### The exercise
Rewrite the whole listing below as a JSON list of strings, one string per line with blank lines dropped, and leave the pictures out.

### Data lines
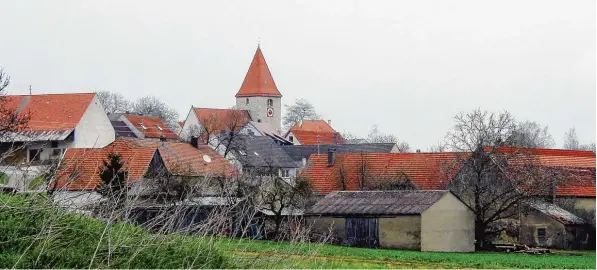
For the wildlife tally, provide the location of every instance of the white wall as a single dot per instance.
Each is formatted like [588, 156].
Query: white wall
[257, 107]
[189, 122]
[295, 141]
[448, 225]
[94, 130]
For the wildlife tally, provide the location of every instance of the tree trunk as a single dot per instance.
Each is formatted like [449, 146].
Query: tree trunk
[278, 221]
[480, 236]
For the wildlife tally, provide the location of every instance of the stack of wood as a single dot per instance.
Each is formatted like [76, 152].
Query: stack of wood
[521, 249]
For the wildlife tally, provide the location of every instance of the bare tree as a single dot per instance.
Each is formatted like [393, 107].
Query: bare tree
[492, 182]
[114, 102]
[376, 136]
[530, 134]
[571, 142]
[224, 130]
[300, 110]
[150, 105]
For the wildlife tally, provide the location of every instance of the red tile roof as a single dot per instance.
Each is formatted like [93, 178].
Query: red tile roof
[179, 158]
[259, 80]
[575, 170]
[425, 170]
[557, 157]
[51, 111]
[80, 167]
[308, 132]
[184, 159]
[152, 126]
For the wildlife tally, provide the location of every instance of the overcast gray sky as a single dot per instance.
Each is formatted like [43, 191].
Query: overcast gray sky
[408, 66]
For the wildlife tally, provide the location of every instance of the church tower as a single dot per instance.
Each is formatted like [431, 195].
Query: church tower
[259, 95]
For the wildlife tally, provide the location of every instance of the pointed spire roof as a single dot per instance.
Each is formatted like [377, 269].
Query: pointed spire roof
[258, 81]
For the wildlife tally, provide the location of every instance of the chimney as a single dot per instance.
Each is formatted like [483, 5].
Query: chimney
[195, 141]
[331, 156]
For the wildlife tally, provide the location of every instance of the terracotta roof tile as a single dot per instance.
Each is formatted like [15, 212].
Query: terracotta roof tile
[179, 158]
[216, 120]
[428, 171]
[259, 80]
[152, 126]
[51, 111]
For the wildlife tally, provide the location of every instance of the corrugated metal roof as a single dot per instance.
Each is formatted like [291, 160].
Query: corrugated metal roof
[397, 202]
[262, 151]
[557, 213]
[35, 135]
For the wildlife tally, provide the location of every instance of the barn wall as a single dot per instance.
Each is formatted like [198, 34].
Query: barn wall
[322, 225]
[585, 203]
[448, 226]
[401, 232]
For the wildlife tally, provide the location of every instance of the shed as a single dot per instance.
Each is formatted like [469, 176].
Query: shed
[426, 220]
[548, 225]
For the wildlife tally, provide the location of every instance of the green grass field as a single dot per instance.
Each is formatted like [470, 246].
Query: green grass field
[265, 254]
[35, 235]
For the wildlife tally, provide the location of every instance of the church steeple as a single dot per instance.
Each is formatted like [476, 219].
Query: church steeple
[259, 80]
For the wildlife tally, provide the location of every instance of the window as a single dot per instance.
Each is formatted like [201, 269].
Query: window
[541, 236]
[34, 155]
[362, 232]
[56, 153]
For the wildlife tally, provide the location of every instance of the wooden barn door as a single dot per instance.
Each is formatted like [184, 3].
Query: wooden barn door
[362, 232]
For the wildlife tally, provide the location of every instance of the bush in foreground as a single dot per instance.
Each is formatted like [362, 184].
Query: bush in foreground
[33, 234]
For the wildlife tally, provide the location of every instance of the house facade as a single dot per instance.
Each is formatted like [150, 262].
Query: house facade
[147, 162]
[406, 219]
[56, 122]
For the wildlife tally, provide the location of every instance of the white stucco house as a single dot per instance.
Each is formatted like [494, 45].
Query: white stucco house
[56, 122]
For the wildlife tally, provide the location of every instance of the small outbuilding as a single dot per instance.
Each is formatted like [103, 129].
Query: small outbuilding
[548, 225]
[426, 220]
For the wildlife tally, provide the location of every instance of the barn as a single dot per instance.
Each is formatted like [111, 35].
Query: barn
[426, 220]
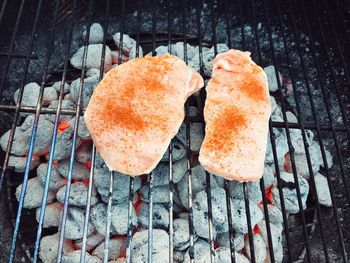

### Finished answer
[
  "For the wildlife tally, provide the location of every instance of the white wall as a single dot per instance.",
  "Each is formatted like [588, 156].",
  "Query: white wall",
  "[257, 107]",
  "[189, 122]",
  "[295, 141]",
  "[448, 225]",
  "[94, 130]",
  "For the wildlife tally, provide the location of every instance of the tree trunk as a single dot per instance.",
  "Each is formatted like [449, 146].",
  "Query: tree trunk",
  "[278, 221]",
  "[480, 236]",
  "For the wildlife tally, provide the location of every instance of the stack of wood as a single dot per instance.",
  "Each is formatted like [76, 152].",
  "Query: stack of wood",
  "[521, 249]",
  "For the wildlife tally, provide the location of every instance of the bare tree as a single dot per instance.",
  "Each is formatted like [393, 107].",
  "Query: bare tree",
  "[492, 182]",
  "[114, 102]",
  "[376, 136]",
  "[530, 134]",
  "[571, 142]",
  "[224, 130]",
  "[300, 110]",
  "[150, 105]",
  "For the wildlife tally, provide the location of every instance of the red tile roof as a single dot per instance.",
  "Each is formatted like [93, 178].",
  "Query: red tile roof",
  "[179, 158]",
  "[259, 80]",
  "[575, 170]",
  "[425, 170]",
  "[557, 157]",
  "[51, 111]",
  "[80, 167]",
  "[308, 132]",
  "[184, 159]",
  "[152, 126]",
  "For the wildlife tally, provide the location of every instance of the overcast gray sky as a single dot per instance.",
  "Each is formatted like [43, 191].",
  "Query: overcast gray sky",
  "[408, 66]",
  "For the wildlife tally, provide the location of every instance of the church tower as a single dot per instance.",
  "Each is formatted like [431, 195].",
  "Query: church tower",
  "[259, 95]",
  "For the wildlife tally, provide the location of every instance of the pointed spire roof as a single dot per instance.",
  "Each is formatted like [377, 269].",
  "Query: pointed spire roof",
  "[258, 81]",
  "For the wildlife tally, provide the location of every instance of the chimney as a single dot per instance.",
  "Each is formatted like [483, 5].",
  "Query: chimney",
  "[195, 141]",
  "[331, 156]",
  "For the wildlife tally, provide the location of every instance of the terracotta roof tile as a single dot per instance.",
  "Each is formatted like [15, 212].",
  "Query: terracotta roof tile",
  "[179, 158]",
  "[216, 120]",
  "[428, 171]",
  "[259, 80]",
  "[152, 126]",
  "[51, 111]",
  "For the wildlife tally, provide the location of every instance of the corrugated metal roof as a single dot per instance.",
  "Each is formatted like [291, 160].",
  "Query: corrugated metal roof",
  "[397, 202]",
  "[262, 151]",
  "[557, 213]",
  "[35, 135]",
  "For the wildlife tally, provide the location of every instance of the barn wall as a single dot per instance.",
  "Each is formatted like [198, 34].",
  "Query: barn wall",
  "[322, 225]",
  "[585, 203]",
  "[448, 226]",
  "[401, 232]",
  "For the wildlife tally, provide the location of every instance of the shed as a single dot per instance.",
  "Each is formatted like [469, 176].",
  "Query: shed",
  "[426, 220]",
  "[548, 225]",
  "For the wildlife tally, provide the location of every instance of the green grass field as a single dot per instance.",
  "Each is formatted like [470, 246].",
  "Query: green grass field",
  "[265, 254]",
  "[35, 235]",
  "For the wildlife tally, provide the location of every instance of the church steeple as a single dot per instance.",
  "Each is formatted like [476, 219].",
  "Query: church steeple",
  "[259, 80]",
  "For the wildlife tally, provide the location of every instance of the window as a single dot per instance.",
  "Each is formatted like [201, 269].",
  "Query: window",
  "[541, 236]",
  "[34, 155]",
  "[362, 232]",
  "[56, 153]",
  "For the wildlife tally, provide the location of every instance of the wooden barn door as a single dot per instance.",
  "Each is formatted like [184, 3].",
  "Query: wooden barn door",
  "[362, 232]",
  "For the wildlife tally, provide the location of every instance of the bush in foreground as a single dot per instance.",
  "Each is formatted like [362, 184].",
  "Query: bush in foreground",
  "[33, 234]",
  "For the wildlife tally, provide the location of every instance of the house facade as a single dot per instance.",
  "Each is formatted like [150, 262].",
  "Query: house facade",
  "[147, 162]",
  "[406, 219]",
  "[56, 122]",
  "For the wildlife tally, provide the location of every instance of the white stucco house as a single dot per instance.",
  "Each is formatted like [494, 45].",
  "Query: white stucco house",
  "[56, 122]",
  "For the wildlife tally, provide the location of every instance of the small outbuilding as a single dot per instance.",
  "Each is formatted like [103, 129].",
  "Query: small outbuilding",
  "[548, 225]",
  "[426, 220]",
  "For the wildlife tally, provide the location of every instance of the barn as a single dot per instance.",
  "Each is formatted like [111, 35].",
  "Query: barn",
  "[426, 220]"
]